“Go home,” the other group shouted back.
Long Island has long been regarded as one of the most racially segregated major metropolitan regions in the country. Merrick, an overwhelmingly white town bordering on two minority-white towns on the island, served as the poster child for that racial divide in a spate of recent coverage of segregation there. When some Merrick residents took to the streets on Tuesday, demanding racial justice after the killing of George Floyd in Minneapolis police custody, some of their neighbors accused them of not living there, telling them to go “three blocks” west—into a neighboring, majority-black town.
Although the dispute remained physically peaceful, the Long Island Press reported, angry shouts from a group opposed to Black Lives Matter protesters sent “Merrick” trending on social media on Wednesday.
The Tuesday incident, filmed on a street near Merrick’s border with neighboring Freeport, was one of the most visible gatherings of people demonstrating in opposition to the larger protest wave for racial justice in America. Police reform activists marched in the street while counter-protesters, some draped in American flags, shouted at them from the sidewalk. “Fuck you,” one sidewalk counter-protester was filmed shouting at the passing demonstrators.
Eventually the two groups came to a standoff outside a Dunkin’ Donuts, when police refused to let the march continue. “They’re not even from Nassau County,” one woman was filmed telling a police officer, referring to the area on the western side of Long Island, closer to New York City. “Send them home.”
“Check their licenses,” a man told a police officer in the same clip, later adding, “Let them go to Minneapolis.”
Protesters were, in fact, from the area. Two, interviewed by the Long Island Herald, were students at a nearby high school. But the suspicion—while consistent with a national trend toward claiming unrest is the product of violent outsiders—also reflected Long Island’s deep racial divides across town lines.
As Elaine Gross, president of the Long Island racial justice organization ERASE Racism, pointed out, backlash to Black Lives Matter protests “can happen anywhere.”

Tasks and exercises:
1. Copy the stretch of the Merrick protest article from "The Tuesday incident, filmed" through "the passing demonstrators.".
2. Answer these questions from the Merrick protest article:
(a) Outside what business did the two groups reach a standoff?
(b) Which publication interviewed two of the protesters?
(c) Who is the president of ERASE Racism?

Recorded data:
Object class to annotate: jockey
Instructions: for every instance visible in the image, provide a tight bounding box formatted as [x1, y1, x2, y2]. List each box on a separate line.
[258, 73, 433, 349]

Results:
1.
The Tuesday incident, filmed on a street near Merrick’s border with neighboring Freeport, was one of the most visible gatherings of people demonstrating in opposition to the larger protest wave for racial justice in America. Police reform activists marched in the street while counter-protesters, some draped in American flags, shouted at them from the sidewalk. “Fuck you,” one sidewalk counter-protester was filmed shouting at the passing demonstrators.

2.
(a) A Dunkin' Donuts
(b) The Long Island Herald
(c) Elaine Gross